**REQUEST**. Copy the following lines verbatim, covering all the records.
--- Start of EXTRACTED MATERIAL ---
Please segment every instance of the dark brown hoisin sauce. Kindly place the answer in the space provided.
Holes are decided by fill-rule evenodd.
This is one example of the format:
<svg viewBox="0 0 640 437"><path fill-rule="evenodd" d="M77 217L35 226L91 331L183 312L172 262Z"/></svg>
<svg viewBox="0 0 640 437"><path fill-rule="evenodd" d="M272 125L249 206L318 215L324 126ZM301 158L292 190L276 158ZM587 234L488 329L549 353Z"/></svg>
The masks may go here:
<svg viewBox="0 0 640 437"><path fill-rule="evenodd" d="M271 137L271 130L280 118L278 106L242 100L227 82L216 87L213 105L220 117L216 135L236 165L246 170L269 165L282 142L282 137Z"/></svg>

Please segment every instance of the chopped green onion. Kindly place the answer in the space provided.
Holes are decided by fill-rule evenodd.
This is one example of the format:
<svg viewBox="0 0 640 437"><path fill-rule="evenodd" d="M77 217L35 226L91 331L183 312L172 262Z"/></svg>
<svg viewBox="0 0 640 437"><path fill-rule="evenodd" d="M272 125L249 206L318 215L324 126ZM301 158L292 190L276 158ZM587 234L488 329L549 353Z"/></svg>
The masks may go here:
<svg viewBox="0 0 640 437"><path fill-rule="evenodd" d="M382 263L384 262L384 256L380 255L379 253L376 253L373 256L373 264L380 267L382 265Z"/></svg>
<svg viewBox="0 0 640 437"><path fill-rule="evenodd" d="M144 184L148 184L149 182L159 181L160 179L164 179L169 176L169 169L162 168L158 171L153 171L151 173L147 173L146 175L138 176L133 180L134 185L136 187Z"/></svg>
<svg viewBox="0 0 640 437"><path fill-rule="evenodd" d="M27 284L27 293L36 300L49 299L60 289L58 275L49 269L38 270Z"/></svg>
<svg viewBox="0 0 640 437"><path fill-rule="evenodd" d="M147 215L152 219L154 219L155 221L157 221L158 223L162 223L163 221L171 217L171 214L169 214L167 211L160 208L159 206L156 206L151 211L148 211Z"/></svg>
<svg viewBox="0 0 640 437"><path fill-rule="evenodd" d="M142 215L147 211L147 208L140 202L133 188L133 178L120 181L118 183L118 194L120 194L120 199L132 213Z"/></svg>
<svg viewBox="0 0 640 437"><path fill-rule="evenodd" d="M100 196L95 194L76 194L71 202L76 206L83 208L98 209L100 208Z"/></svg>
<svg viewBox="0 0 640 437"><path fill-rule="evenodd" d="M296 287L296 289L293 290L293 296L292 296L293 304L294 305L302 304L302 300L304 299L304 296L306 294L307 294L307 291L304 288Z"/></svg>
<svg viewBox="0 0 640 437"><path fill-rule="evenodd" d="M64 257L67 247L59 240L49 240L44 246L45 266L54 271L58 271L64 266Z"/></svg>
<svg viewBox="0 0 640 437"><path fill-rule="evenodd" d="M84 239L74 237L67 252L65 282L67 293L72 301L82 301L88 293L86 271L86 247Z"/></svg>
--- End of EXTRACTED MATERIAL ---
**SOLUTION FOR THIS PROBLEM**.
Please segment every instance of the dark brown hoisin sauce. Kindly place the answer in the space provided.
Holes are decided by fill-rule evenodd.
This is one example of the format:
<svg viewBox="0 0 640 437"><path fill-rule="evenodd" d="M77 217L35 226L91 331L183 312L172 262Z"/></svg>
<svg viewBox="0 0 640 437"><path fill-rule="evenodd" d="M272 125L249 206L318 215L324 126ZM301 158L292 190L276 158ZM587 234L488 329L549 353Z"/></svg>
The masks may go here:
<svg viewBox="0 0 640 437"><path fill-rule="evenodd" d="M271 137L271 130L280 118L278 106L242 100L227 82L216 87L213 105L220 117L216 135L236 165L246 170L269 165L282 142L282 137Z"/></svg>

Please segment every instance of the chopped green onion. Kindly place the answer in the space provided.
Holes are decided by fill-rule evenodd.
This is one example of the format:
<svg viewBox="0 0 640 437"><path fill-rule="evenodd" d="M77 217L35 226L91 331L183 312L172 262Z"/></svg>
<svg viewBox="0 0 640 437"><path fill-rule="evenodd" d="M272 125L249 206L318 215L324 126ZM301 158L292 190L276 158ZM587 234L488 329L549 353Z"/></svg>
The masks may go here:
<svg viewBox="0 0 640 437"><path fill-rule="evenodd" d="M382 263L384 262L384 256L380 255L379 253L376 253L373 256L373 264L380 267L382 265Z"/></svg>
<svg viewBox="0 0 640 437"><path fill-rule="evenodd" d="M144 184L148 184L149 182L159 181L160 179L164 179L169 176L169 169L162 168L158 171L153 171L151 173L147 173L146 175L138 176L133 180L134 185L136 187Z"/></svg>
<svg viewBox="0 0 640 437"><path fill-rule="evenodd" d="M27 284L27 293L36 300L49 299L60 289L58 275L49 269L38 270Z"/></svg>
<svg viewBox="0 0 640 437"><path fill-rule="evenodd" d="M147 215L152 219L154 219L155 221L157 221L158 223L162 223L163 221L171 217L171 214L169 214L167 211L160 208L159 206L156 206L151 211L148 211Z"/></svg>
<svg viewBox="0 0 640 437"><path fill-rule="evenodd" d="M142 215L147 211L147 208L140 202L133 188L133 178L120 181L118 183L118 194L120 194L120 199L132 213Z"/></svg>
<svg viewBox="0 0 640 437"><path fill-rule="evenodd" d="M100 196L95 194L76 194L71 202L76 206L83 208L98 209L100 208Z"/></svg>
<svg viewBox="0 0 640 437"><path fill-rule="evenodd" d="M296 287L296 289L293 290L293 296L292 296L293 304L294 305L302 304L302 300L304 299L304 296L306 294L307 294L307 291L304 288Z"/></svg>
<svg viewBox="0 0 640 437"><path fill-rule="evenodd" d="M64 257L67 247L59 240L49 240L44 246L45 266L54 271L58 271L64 266Z"/></svg>
<svg viewBox="0 0 640 437"><path fill-rule="evenodd" d="M84 239L74 237L67 252L65 282L67 293L72 301L82 301L88 293L86 271L86 247Z"/></svg>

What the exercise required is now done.